=== Material for the task ===
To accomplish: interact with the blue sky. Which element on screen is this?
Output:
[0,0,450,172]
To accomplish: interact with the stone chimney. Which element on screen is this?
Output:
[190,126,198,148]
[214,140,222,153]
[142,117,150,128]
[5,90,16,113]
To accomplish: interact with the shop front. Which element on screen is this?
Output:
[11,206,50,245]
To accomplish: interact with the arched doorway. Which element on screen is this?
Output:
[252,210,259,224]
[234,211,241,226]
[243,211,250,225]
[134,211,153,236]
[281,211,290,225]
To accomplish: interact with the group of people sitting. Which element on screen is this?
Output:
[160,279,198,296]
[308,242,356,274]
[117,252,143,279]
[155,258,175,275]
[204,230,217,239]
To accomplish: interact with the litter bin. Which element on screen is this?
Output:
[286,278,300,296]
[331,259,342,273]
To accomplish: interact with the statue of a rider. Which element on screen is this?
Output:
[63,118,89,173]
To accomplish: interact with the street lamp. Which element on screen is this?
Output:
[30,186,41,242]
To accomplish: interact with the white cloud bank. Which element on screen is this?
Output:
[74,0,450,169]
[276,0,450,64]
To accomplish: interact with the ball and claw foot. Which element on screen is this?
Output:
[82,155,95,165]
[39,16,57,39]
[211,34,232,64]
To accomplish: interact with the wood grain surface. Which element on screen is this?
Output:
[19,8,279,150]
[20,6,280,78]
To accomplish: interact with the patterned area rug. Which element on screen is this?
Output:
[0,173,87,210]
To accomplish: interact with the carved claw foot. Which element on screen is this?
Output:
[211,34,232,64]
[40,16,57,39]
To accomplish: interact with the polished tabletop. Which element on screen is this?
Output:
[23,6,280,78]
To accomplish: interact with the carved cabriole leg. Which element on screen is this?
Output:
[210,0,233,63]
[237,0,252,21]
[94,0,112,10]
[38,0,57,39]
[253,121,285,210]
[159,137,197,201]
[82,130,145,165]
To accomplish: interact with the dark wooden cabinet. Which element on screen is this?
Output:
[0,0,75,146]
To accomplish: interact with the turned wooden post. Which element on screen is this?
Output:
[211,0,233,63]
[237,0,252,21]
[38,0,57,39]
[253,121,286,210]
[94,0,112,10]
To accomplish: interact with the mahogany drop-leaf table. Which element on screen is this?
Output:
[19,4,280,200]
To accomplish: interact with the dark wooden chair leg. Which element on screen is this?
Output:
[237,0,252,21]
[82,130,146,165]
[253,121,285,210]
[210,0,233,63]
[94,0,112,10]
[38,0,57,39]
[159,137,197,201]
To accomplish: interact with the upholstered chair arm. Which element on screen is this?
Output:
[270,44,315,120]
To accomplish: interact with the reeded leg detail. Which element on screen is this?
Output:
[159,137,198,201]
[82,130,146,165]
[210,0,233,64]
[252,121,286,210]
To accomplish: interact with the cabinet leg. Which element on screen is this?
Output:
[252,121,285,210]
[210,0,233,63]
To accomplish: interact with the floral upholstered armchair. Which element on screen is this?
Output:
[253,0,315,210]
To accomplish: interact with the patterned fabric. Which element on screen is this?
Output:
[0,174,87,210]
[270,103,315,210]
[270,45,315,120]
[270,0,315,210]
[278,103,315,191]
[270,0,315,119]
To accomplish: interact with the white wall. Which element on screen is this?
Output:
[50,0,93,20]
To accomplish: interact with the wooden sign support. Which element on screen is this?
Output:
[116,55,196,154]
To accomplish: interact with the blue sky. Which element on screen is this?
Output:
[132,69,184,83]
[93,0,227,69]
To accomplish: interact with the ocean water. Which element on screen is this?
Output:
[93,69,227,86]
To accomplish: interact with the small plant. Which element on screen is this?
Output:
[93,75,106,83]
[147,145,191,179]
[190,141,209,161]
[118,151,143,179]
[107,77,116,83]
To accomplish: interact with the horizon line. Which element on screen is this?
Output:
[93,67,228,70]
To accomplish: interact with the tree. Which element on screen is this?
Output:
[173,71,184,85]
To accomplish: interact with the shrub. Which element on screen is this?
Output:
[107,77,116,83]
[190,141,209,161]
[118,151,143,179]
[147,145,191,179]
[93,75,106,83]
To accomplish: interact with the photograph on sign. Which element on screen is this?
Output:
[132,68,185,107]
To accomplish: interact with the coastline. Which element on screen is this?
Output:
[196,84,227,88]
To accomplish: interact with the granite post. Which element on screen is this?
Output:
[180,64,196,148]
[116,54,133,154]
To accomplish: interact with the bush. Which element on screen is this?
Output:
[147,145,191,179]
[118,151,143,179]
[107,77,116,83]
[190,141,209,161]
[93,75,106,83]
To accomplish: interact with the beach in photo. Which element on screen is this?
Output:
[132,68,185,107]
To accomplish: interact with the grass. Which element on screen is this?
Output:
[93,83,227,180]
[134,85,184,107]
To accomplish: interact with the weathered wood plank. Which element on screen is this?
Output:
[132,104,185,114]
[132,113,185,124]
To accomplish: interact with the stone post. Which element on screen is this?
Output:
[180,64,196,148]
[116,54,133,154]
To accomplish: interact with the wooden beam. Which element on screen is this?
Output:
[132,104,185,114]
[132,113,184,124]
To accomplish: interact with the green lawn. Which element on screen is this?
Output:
===
## Written request
Copy every record above word for word, with no changes.

## Result of this task
To accomplish: interact with the blue sky. Which element on screen is this?
Output:
[0,0,450,172]
To accomplish: interact with the stone chimney. Which element on screen is this?
Output:
[190,126,198,148]
[214,140,222,153]
[142,117,150,128]
[5,90,16,113]
To accomplish: interact with the shop front. Which element on screen is this?
Output:
[11,206,50,245]
To accomplish: interact with the arched doorway. Which element on screen is this?
Output:
[252,210,259,224]
[234,211,241,226]
[243,211,250,225]
[134,211,153,236]
[281,211,290,225]
To accomplish: interact with the group of people sitting. Which element on screen is this?
Output:
[160,279,198,296]
[308,242,356,274]
[117,252,143,279]
[155,258,175,275]
[204,230,217,239]
To accomplish: interact with the litter bin. Which element on screen is this?
Output:
[286,278,300,296]
[331,259,342,273]
To accomplish: interact with the statue of a rider. Which element on screen is this?
Output:
[63,118,89,173]
To accomplish: interact with the street lamp. Which element on screen is this?
Output:
[30,186,41,242]
To accomplish: interact with the white cloud bank. Which element on screen is this?
Output:
[74,0,450,169]
[276,0,450,64]
To accomplish: interact with the ball and claw foot. Which element on screen is this?
Output:
[82,155,95,165]
[39,16,57,39]
[211,34,232,64]
To accomplish: interact with the wood grain surface. Which element on screen is this?
Output:
[19,8,279,150]
[20,6,280,78]
To accomplish: interact with the patterned area rug. Which element on screen is this?
Output:
[0,173,87,210]
To accomplish: interact with the carved claw foot. Which element on screen is this?
Output:
[211,34,232,64]
[40,16,57,39]
To accomplish: interact with the polished tabletop. Which element on screen is this?
Output:
[23,6,280,78]
To accomplish: interact with the carved cabriole leg. Which element on screen is this?
Output:
[210,0,233,63]
[237,0,252,21]
[94,0,112,10]
[38,0,57,39]
[253,121,285,210]
[159,137,197,201]
[82,130,145,165]
To accomplish: interact with the dark wooden cabinet. Which element on screen is this?
Output:
[0,0,75,146]
To accomplish: interact with the turned wooden post. Which element on screen is this?
Output:
[211,0,233,63]
[237,0,252,21]
[38,0,57,39]
[253,121,286,210]
[94,0,112,10]
To accomplish: interact with the mahogany drop-leaf table. Which element on screen is this?
Output:
[19,4,280,200]
To accomplish: interact with the dark wooden chair leg. Which element on screen is this?
Output:
[237,0,252,21]
[82,130,146,165]
[253,121,285,210]
[210,0,233,63]
[94,0,112,10]
[38,0,57,39]
[159,137,197,201]
To accomplish: interact with the upholstered chair arm. Which element on screen is this?
Output:
[270,44,315,120]
To accomplish: interact with the reeded leg detail. Which element on screen is this?
Output:
[159,137,198,201]
[82,130,146,165]
[210,0,233,64]
[252,121,286,210]
To accomplish: interact with the cabinet leg. Which element on screen is this?
Output:
[252,121,285,210]
[210,0,233,63]
To accomplish: interact with the floral upholstered armchair. Which element on screen is this?
Output:
[253,0,315,210]
To accomplish: interact with the patterned fabric. Which element on screen is this?
Output:
[0,174,87,210]
[270,103,315,210]
[270,45,315,120]
[270,0,315,210]
[278,103,315,191]
[270,0,315,119]
To accomplish: interact with the white wall. Which element on screen is this?
Output:
[50,0,93,20]
To accomplish: interact with the wooden sign support. Which element on screen is this?
Output:
[116,55,196,154]
To accomplish: interact with the blue sky. Which element on screen is this?
Output:
[132,69,184,83]
[93,0,227,69]
To accomplish: interact with the ocean water. Which element on screen is this?
Output:
[93,69,227,86]
To accomplish: interact with the small plant. Which element on screen is this?
Output:
[93,75,106,83]
[147,145,191,179]
[190,141,209,161]
[118,151,143,179]
[107,77,116,83]
To accomplish: interact with the horizon line. Which element on screen is this?
Output:
[93,67,228,70]
To accomplish: interact with the tree. Which element on screen is this?
Output:
[173,71,184,85]
To accomplish: interact with the shrub. Which element on screen is this?
Output:
[107,77,116,83]
[190,141,209,161]
[118,151,143,179]
[147,145,191,179]
[93,75,106,83]
To accomplish: interact with the photograph on sign. Which element on screen is this?
Output:
[132,68,185,107]
To accomplish: interact with the coastline. Which element on screen is this?
Output:
[196,84,227,88]
To accomplish: interact with the granite post. Which element on screen is this?
Output:
[180,64,196,148]
[116,54,133,154]
To accomplish: interact with the bush. Which element on screen is this?
Output:
[147,145,191,179]
[118,151,143,179]
[107,77,116,83]
[190,141,209,161]
[93,75,106,83]
To accomplish: interact with the beach in photo. Which element on screen is this?
Output:
[132,68,185,107]
To accomplish: interact with the grass. Which element on screen is this?
Output:
[93,83,227,180]
[134,85,184,107]
To accomplish: interact with the weathered wood plank. Which element on screen is this?
Output:
[132,104,185,114]
[132,113,185,124]
To accomplish: interact with the stone post. Which element on screen is this?
Output:
[180,64,196,148]
[116,54,133,154]
To accomplish: interact with the wooden beam. Which element on screen is this?
Output:
[132,104,185,114]
[132,113,184,124]
To accomplish: interact with the green lawn. Which element on screen is this?
Output:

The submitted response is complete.